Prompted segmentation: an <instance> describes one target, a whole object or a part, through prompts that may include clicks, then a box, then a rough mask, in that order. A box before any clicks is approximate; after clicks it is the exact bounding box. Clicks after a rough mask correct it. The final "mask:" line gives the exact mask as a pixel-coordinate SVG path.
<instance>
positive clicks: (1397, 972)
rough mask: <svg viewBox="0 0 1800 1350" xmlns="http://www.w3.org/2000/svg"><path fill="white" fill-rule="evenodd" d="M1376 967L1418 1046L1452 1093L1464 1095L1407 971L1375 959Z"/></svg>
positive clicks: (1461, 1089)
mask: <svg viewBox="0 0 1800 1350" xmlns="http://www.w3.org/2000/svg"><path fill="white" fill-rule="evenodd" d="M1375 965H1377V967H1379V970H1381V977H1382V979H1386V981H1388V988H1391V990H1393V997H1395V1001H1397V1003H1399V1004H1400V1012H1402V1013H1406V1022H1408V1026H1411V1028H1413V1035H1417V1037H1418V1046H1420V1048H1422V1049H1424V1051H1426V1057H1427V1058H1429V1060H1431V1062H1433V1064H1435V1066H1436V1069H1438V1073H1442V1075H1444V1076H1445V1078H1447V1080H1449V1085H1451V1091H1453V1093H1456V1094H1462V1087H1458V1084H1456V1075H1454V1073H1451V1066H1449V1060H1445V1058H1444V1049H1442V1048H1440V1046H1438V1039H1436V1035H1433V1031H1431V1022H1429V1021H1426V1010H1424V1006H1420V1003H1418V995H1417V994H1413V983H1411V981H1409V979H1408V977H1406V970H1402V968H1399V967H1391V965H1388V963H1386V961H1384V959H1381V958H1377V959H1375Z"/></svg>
=-=-=-=-=
Transcribe the records above exactly, keeping every line.

▸ **Exercise result**:
Prompted segmentation: an <instance> describes one target, a whole object or a part, through prompts that may include clicks, then a box, then a rough mask, in that order. A box before any clicks is approximate; after clicks it is the exact bounding box. Clicks after a rough mask correct it. The final "mask:" line gives the exact mask as a pixel-coordinate SVG path.
<instance>
positive clicks: (1397, 972)
rough mask: <svg viewBox="0 0 1800 1350" xmlns="http://www.w3.org/2000/svg"><path fill="white" fill-rule="evenodd" d="M1376 967L1418 1046L1452 1093L1464 1095L1407 971L1375 959Z"/></svg>
positive clicks: (1461, 1089)
mask: <svg viewBox="0 0 1800 1350" xmlns="http://www.w3.org/2000/svg"><path fill="white" fill-rule="evenodd" d="M1375 965H1377V967H1379V970H1381V977H1382V979H1386V981H1388V988H1391V990H1393V997H1395V1001H1397V1003H1399V1004H1400V1012H1402V1013H1406V1022H1408V1026H1411V1028H1413V1035H1417V1037H1418V1046H1420V1048H1422V1049H1424V1051H1426V1057H1427V1058H1429V1060H1431V1062H1433V1064H1435V1066H1436V1069H1438V1073H1442V1075H1444V1076H1445V1078H1447V1080H1449V1085H1451V1091H1453V1093H1456V1094H1462V1087H1458V1084H1456V1075H1454V1073H1451V1066H1449V1060H1445V1058H1444V1049H1442V1048H1440V1046H1438V1039H1436V1035H1433V1031H1431V1022H1429V1021H1426V1010H1424V1006H1420V1003H1418V995H1417V994H1413V983H1411V981H1409V979H1408V977H1406V970H1402V968H1399V967H1391V965H1388V963H1386V961H1384V959H1381V958H1377V959H1375Z"/></svg>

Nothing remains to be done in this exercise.